Please return all lines of the data below containing the string "blazer".

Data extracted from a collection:
━━━━━━━━━━━━━━━━

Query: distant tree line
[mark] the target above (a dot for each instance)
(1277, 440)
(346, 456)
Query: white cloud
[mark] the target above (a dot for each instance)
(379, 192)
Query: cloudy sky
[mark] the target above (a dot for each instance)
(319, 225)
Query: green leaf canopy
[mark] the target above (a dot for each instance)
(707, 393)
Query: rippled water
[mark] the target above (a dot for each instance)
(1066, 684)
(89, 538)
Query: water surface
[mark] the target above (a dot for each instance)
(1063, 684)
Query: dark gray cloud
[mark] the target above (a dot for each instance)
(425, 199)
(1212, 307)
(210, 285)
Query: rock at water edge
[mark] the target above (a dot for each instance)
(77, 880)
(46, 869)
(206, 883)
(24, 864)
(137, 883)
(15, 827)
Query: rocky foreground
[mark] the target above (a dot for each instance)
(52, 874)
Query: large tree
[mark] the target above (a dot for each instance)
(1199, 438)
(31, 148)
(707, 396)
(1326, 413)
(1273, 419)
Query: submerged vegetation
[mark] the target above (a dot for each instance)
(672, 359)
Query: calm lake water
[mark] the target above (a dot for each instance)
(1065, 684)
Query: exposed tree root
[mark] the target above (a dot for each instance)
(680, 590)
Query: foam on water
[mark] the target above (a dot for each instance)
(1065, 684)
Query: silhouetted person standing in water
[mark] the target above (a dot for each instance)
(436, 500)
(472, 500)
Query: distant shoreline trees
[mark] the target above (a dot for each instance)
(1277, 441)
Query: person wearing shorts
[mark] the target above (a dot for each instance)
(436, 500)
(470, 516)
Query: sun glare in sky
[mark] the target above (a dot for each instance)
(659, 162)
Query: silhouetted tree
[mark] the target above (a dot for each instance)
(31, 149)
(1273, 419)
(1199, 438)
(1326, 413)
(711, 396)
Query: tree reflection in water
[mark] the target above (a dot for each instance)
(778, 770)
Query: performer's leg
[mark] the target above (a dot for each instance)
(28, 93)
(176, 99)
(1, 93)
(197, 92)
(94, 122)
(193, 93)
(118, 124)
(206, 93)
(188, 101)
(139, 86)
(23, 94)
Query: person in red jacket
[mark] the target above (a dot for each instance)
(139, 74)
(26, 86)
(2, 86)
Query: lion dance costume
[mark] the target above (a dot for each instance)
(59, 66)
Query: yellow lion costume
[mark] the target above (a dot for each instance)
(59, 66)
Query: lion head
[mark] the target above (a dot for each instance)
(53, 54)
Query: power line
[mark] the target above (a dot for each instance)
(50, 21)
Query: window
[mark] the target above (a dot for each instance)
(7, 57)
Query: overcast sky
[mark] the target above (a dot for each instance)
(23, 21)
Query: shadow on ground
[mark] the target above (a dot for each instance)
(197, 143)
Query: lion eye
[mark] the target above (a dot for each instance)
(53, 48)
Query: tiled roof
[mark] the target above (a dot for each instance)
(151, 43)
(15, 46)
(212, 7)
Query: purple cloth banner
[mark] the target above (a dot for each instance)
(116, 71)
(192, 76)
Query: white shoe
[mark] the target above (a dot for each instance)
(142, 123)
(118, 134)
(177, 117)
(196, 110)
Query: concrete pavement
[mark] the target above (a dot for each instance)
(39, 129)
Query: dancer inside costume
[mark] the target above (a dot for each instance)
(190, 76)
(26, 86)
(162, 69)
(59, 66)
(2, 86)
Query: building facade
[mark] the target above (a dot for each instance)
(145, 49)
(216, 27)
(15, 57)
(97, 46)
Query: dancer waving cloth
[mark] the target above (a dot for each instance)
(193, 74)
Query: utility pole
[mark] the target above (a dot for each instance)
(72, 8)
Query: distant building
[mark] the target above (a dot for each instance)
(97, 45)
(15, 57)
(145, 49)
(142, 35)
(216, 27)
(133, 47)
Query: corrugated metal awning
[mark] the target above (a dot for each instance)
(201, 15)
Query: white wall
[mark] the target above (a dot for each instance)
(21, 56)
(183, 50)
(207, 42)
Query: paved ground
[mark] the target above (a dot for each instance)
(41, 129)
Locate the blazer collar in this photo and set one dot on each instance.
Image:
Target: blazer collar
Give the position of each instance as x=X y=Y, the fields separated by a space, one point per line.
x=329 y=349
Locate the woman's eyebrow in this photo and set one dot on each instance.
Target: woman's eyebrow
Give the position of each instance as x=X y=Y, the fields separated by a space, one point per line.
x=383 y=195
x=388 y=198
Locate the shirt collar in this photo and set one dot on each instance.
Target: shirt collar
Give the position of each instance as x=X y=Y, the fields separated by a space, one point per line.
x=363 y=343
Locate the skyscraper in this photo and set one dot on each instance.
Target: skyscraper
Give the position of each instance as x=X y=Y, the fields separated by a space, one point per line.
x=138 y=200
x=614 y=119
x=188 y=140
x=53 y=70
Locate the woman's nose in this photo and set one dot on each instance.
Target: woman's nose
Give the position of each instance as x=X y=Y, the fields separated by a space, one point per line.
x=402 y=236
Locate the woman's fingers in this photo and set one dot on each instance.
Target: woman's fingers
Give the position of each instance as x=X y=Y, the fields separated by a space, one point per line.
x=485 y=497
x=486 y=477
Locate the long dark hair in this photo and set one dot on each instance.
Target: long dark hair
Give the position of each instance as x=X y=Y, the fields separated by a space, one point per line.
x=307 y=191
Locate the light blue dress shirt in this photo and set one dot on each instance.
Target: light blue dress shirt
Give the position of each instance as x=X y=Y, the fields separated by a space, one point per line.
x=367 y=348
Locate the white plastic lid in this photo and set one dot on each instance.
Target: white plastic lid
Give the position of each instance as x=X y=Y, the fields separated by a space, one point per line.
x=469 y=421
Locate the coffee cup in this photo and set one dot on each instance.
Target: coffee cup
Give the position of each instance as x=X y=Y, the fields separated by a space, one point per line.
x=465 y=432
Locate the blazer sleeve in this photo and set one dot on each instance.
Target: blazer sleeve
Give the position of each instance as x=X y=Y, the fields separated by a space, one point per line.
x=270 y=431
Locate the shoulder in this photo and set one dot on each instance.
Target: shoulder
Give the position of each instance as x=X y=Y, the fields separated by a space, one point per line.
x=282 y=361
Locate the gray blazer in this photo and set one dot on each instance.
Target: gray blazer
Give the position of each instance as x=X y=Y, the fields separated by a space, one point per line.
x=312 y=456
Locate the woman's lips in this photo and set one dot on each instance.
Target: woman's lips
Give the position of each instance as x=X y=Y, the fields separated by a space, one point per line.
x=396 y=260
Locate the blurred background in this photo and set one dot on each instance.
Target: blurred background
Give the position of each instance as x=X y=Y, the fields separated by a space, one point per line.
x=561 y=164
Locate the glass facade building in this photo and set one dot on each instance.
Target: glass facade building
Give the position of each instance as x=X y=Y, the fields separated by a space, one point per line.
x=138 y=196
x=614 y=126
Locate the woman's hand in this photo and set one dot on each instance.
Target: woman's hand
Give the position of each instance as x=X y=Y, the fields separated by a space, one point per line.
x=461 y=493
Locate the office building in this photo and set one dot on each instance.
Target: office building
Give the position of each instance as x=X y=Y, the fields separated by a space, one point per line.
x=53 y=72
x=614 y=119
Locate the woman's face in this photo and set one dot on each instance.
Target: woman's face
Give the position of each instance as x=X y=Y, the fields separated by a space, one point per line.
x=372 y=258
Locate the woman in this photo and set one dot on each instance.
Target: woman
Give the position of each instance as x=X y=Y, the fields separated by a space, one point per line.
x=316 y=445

━━━━━━━━━━━━━━━━

OUTPUT BELOW:
Locate the blazer collar in this photo and set one dot on each instance.
Target: blazer collar
Locate the blazer sleeve in this photo and set one dot on each instance.
Target: blazer sleeve
Locate the gray blazer in this photo and set one dot on each instance.
Target: gray blazer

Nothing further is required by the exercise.